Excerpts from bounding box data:
____
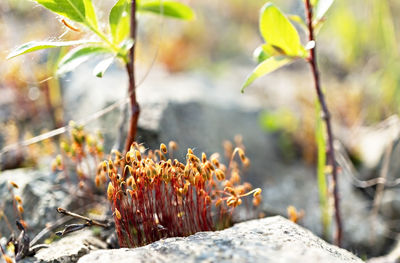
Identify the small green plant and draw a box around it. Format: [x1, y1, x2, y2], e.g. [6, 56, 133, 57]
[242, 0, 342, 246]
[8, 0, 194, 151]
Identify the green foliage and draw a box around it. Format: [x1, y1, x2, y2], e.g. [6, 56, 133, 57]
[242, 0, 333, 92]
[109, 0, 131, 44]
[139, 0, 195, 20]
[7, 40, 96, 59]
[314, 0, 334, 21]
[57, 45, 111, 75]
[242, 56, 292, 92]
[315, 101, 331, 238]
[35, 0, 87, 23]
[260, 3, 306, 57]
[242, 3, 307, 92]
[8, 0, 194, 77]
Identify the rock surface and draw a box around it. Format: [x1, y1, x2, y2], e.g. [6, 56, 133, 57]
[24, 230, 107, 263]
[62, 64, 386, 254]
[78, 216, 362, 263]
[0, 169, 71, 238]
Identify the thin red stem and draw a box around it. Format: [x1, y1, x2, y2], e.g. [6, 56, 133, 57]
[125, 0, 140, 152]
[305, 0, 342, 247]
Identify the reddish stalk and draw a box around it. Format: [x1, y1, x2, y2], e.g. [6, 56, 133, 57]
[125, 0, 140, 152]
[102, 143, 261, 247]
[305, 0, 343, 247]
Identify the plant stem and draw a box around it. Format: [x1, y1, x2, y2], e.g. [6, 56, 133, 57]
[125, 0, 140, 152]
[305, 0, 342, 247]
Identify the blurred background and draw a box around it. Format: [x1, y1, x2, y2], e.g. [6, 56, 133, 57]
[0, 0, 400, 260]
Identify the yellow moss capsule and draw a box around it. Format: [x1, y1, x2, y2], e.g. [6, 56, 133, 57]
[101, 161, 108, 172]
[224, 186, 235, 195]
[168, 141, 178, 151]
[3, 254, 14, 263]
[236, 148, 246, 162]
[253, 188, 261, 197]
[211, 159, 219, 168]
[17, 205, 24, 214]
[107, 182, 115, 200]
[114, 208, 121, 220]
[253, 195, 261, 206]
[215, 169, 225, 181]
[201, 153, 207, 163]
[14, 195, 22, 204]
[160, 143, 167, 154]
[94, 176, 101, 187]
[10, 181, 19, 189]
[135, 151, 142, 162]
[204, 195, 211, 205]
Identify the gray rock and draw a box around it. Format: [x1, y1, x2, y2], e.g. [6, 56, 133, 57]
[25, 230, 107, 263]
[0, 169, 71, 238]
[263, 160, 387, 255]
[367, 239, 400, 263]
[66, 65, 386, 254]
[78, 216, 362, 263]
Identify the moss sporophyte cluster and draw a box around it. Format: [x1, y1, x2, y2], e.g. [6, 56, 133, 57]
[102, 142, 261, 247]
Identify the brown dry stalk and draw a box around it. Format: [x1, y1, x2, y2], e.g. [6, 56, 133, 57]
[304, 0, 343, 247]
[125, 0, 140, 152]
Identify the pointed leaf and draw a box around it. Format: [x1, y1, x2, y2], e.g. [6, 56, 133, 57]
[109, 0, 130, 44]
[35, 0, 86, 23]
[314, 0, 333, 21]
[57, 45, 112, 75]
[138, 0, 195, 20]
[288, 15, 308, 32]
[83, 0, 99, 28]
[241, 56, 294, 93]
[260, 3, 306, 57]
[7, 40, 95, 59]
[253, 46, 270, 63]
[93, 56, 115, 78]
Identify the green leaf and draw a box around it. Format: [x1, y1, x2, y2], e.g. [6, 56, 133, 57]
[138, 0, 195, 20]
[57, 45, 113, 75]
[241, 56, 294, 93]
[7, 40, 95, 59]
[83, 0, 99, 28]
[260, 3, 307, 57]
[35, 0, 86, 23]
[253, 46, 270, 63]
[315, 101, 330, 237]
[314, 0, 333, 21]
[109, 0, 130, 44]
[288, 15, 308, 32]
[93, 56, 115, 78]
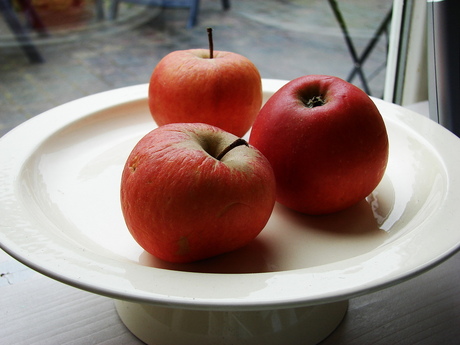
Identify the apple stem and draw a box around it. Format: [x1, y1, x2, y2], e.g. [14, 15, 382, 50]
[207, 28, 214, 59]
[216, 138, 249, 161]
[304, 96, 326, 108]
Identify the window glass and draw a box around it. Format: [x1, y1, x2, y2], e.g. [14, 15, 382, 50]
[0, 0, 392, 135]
____
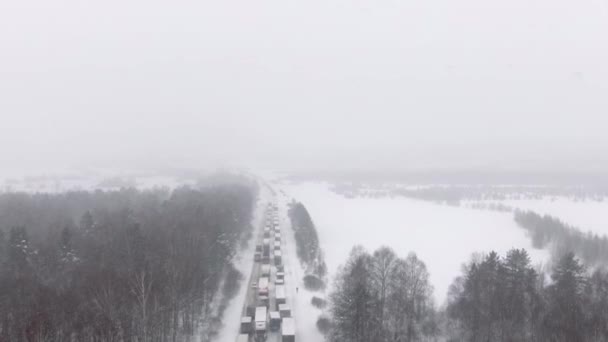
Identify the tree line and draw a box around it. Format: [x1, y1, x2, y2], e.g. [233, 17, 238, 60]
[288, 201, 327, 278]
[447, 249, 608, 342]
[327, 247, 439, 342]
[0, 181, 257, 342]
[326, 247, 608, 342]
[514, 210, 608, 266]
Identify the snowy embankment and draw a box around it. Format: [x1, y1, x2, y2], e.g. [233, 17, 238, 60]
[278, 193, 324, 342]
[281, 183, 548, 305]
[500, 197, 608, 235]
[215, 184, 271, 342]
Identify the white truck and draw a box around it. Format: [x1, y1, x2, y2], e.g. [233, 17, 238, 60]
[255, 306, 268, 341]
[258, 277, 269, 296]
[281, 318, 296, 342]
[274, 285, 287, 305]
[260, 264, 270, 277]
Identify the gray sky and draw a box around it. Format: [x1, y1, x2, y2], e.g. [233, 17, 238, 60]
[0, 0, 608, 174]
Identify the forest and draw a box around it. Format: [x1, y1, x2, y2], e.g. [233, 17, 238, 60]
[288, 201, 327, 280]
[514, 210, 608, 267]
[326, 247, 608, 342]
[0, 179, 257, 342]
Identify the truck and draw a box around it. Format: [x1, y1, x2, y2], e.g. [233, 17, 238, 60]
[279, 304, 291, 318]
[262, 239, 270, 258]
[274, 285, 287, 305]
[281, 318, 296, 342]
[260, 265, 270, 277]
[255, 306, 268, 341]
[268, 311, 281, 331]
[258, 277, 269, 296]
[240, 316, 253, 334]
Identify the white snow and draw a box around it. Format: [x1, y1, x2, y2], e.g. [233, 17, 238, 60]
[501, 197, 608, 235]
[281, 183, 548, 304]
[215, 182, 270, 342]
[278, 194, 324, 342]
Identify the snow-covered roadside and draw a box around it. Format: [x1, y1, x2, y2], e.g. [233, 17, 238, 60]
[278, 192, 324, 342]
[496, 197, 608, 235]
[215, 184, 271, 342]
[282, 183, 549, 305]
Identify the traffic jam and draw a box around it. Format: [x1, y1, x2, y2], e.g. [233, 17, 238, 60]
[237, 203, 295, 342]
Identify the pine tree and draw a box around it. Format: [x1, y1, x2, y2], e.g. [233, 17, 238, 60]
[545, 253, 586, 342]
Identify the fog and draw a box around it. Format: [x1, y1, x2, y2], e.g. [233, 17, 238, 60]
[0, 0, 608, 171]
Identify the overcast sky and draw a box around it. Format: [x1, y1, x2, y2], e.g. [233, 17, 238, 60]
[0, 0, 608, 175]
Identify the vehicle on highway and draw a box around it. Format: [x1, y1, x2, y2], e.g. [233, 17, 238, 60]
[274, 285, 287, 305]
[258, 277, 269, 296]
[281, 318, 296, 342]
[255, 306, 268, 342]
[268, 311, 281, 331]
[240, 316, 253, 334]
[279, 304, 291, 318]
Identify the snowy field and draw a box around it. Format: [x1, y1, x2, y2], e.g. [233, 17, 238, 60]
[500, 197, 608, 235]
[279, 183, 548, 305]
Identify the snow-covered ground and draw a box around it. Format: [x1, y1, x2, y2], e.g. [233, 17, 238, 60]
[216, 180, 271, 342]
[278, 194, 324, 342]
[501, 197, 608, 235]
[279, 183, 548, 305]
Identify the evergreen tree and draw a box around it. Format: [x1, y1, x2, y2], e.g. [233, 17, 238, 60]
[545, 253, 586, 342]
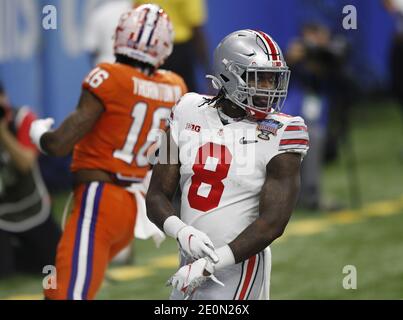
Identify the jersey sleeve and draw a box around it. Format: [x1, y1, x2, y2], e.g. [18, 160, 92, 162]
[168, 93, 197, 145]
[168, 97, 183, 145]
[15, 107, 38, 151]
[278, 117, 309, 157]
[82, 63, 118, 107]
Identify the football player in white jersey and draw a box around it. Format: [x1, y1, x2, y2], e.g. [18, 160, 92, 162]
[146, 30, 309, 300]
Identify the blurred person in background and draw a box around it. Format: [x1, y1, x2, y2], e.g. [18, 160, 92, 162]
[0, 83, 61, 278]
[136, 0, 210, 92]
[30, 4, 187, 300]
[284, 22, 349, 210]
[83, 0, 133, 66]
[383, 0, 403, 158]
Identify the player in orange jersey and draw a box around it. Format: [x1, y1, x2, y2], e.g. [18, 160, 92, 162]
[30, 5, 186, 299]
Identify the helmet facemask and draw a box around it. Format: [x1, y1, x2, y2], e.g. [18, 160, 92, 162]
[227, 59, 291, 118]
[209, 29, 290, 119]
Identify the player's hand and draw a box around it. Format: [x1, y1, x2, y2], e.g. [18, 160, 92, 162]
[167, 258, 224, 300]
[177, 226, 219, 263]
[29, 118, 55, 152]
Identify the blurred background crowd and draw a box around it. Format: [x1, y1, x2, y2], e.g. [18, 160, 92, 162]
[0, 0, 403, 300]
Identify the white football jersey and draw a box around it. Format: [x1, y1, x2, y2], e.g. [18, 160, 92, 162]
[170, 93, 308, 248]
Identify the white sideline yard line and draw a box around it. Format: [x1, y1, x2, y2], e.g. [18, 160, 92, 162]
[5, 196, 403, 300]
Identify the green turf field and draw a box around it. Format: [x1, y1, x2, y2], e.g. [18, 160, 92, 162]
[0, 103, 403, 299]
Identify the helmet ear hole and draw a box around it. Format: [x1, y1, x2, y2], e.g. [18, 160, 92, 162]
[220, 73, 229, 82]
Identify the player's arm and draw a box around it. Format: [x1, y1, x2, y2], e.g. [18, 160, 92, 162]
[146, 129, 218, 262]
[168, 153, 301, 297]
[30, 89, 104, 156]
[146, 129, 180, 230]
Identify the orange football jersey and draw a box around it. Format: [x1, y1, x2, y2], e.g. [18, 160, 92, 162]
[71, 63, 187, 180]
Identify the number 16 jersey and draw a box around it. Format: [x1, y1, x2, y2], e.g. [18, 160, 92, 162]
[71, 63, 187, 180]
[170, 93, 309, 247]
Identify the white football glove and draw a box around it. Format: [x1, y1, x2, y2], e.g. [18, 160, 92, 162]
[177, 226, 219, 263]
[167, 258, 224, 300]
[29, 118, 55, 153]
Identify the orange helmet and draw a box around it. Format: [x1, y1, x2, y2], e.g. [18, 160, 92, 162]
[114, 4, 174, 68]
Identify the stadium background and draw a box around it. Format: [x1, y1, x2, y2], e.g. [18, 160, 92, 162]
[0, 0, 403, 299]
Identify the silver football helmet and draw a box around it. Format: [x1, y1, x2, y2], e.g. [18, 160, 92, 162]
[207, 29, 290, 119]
____
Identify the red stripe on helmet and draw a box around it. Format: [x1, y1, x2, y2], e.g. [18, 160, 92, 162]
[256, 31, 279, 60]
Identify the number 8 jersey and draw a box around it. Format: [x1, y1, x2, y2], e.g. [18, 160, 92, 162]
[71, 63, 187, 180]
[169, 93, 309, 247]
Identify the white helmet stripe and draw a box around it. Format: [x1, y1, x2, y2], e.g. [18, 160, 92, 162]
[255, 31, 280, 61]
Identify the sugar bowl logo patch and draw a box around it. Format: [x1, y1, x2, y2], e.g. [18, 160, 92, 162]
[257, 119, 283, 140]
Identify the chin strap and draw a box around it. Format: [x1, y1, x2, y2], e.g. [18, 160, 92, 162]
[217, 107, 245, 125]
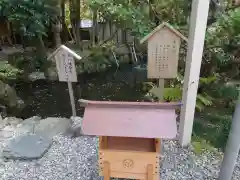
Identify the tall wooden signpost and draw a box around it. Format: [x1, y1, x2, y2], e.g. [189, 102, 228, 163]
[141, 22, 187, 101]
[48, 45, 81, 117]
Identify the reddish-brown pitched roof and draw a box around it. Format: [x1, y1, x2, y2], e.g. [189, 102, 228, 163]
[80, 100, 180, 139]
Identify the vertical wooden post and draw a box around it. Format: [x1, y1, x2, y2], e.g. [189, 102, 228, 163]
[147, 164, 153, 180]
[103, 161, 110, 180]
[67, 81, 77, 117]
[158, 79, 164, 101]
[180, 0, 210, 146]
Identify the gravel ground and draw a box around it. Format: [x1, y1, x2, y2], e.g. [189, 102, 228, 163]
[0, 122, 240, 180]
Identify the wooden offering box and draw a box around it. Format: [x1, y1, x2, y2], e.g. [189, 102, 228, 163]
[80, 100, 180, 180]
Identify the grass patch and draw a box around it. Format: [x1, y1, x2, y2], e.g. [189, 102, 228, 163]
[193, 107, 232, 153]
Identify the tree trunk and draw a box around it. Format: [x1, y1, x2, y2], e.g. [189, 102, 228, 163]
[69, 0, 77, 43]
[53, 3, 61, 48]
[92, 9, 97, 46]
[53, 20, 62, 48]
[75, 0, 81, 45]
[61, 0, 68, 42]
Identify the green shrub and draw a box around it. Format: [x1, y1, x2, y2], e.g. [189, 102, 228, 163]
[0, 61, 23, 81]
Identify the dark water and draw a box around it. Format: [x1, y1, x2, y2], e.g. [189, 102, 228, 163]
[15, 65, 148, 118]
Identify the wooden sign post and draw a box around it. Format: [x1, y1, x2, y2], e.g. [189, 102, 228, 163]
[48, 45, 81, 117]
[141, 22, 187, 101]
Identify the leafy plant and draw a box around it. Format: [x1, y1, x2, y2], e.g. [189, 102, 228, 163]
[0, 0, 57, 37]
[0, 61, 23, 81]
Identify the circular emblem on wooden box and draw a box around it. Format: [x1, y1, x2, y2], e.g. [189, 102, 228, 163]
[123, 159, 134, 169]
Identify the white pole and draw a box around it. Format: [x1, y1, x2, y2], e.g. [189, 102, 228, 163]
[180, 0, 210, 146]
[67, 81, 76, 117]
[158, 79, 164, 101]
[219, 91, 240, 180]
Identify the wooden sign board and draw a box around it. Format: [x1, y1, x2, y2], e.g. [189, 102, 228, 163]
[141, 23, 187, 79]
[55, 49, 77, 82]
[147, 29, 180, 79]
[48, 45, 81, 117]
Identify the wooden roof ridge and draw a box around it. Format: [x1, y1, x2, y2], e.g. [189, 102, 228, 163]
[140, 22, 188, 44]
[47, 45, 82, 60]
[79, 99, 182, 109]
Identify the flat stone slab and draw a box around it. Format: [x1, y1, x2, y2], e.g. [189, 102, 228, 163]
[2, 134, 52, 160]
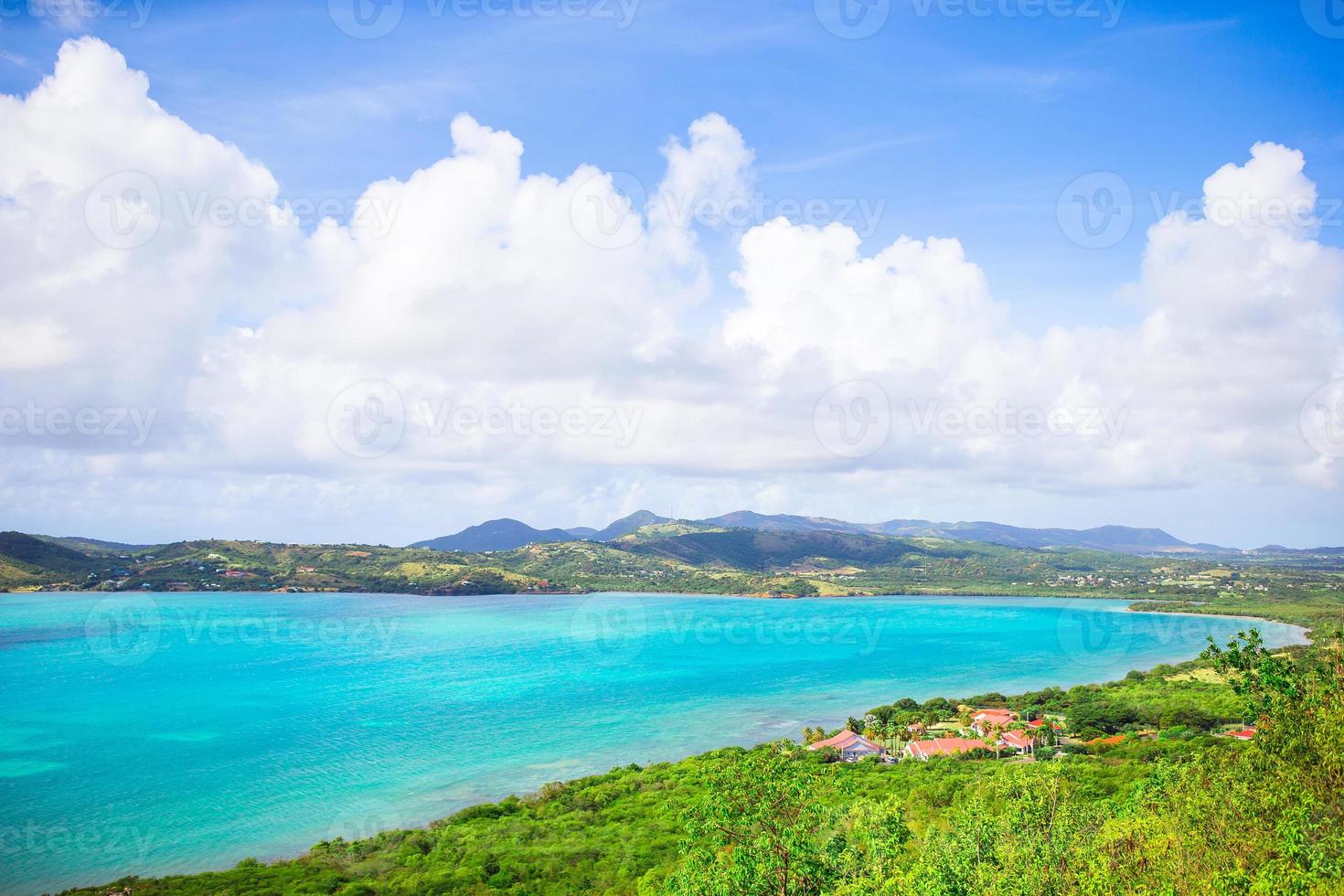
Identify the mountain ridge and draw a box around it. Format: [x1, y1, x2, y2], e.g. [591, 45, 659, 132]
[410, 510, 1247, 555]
____
* Task description
Edit the data from the line containing "Identify the small" through the line containing "[204, 195, 211, 205]", swapping "reddish stalk" for "red stalk" and keeping everything else the same. Give back only those lines.

* Final answer
Identify the small green plant and draw a box around it. Format: [x1, y1, x2, y2], e.g. [6, 56, 133, 57]
[242, 0, 342, 246]
[8, 0, 194, 151]
Identify the green foliage and draw a box around it. Format: [x1, y1, x2, y2], e.g. [6, 56, 133, 57]
[242, 0, 333, 92]
[109, 0, 131, 44]
[139, 0, 195, 20]
[7, 40, 96, 59]
[314, 0, 334, 21]
[57, 45, 111, 75]
[242, 56, 292, 92]
[315, 101, 331, 238]
[35, 0, 87, 23]
[260, 3, 306, 57]
[242, 3, 307, 92]
[8, 0, 194, 77]
Identify the rock surface and draw a box around it. Format: [x1, y1, x2, y2], e.g. [6, 56, 133, 57]
[24, 230, 107, 263]
[62, 64, 386, 254]
[78, 216, 362, 263]
[0, 169, 71, 238]
Identify the thin red stem and draw a box around it. Format: [x1, y1, x2, y2], e.g. [6, 56, 133, 57]
[125, 0, 140, 152]
[305, 0, 342, 247]
Identify the red stalk and draw a box around it. Format: [x1, y1, x2, y2], e.g. [6, 56, 133, 57]
[125, 0, 140, 152]
[102, 143, 261, 247]
[305, 0, 343, 247]
Identify the plant stem and draw a box around it. Format: [x1, y1, x2, y2], e.g. [6, 56, 133, 57]
[125, 0, 140, 152]
[305, 0, 342, 247]
Identify the blurred background and draw a box around it. Format: [x1, y1, x2, y2], e.g. [6, 56, 133, 57]
[0, 0, 400, 260]
Identify the yellow moss capsule and draw a box around it. Format: [x1, y1, x2, y2], e.g. [6, 56, 133, 57]
[101, 161, 108, 172]
[224, 186, 235, 195]
[168, 141, 178, 151]
[3, 254, 14, 263]
[236, 148, 246, 162]
[253, 188, 261, 197]
[211, 159, 219, 168]
[17, 205, 24, 214]
[107, 182, 115, 200]
[114, 208, 121, 220]
[253, 195, 261, 206]
[215, 169, 225, 181]
[201, 153, 207, 163]
[14, 195, 22, 204]
[160, 143, 167, 154]
[94, 176, 101, 187]
[10, 181, 19, 189]
[135, 151, 142, 162]
[204, 195, 211, 205]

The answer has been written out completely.